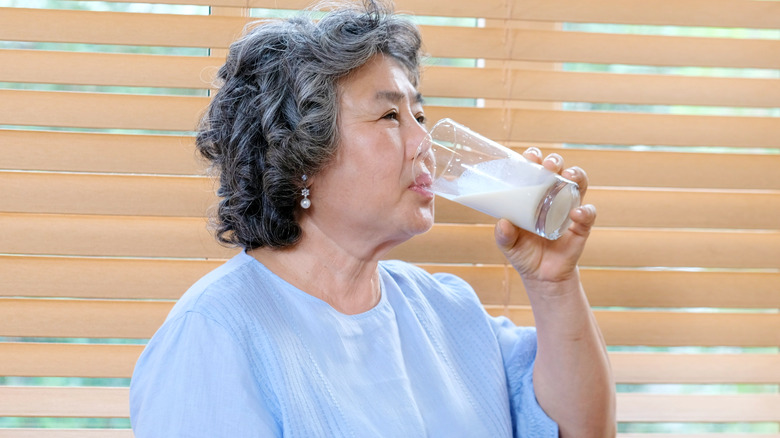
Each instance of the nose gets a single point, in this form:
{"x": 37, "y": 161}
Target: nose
{"x": 418, "y": 142}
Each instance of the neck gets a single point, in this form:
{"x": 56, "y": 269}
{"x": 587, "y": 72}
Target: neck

WHAT TO PRODUCE => Copy every row above word for word, leaving out the pictures.

FINISHED EXERCISE =>
Each instance of the nose gets a single point, in this form:
{"x": 37, "y": 161}
Target: nose
{"x": 418, "y": 142}
Each instance of the neck gets a single point, in this form:
{"x": 56, "y": 269}
{"x": 587, "y": 72}
Target: neck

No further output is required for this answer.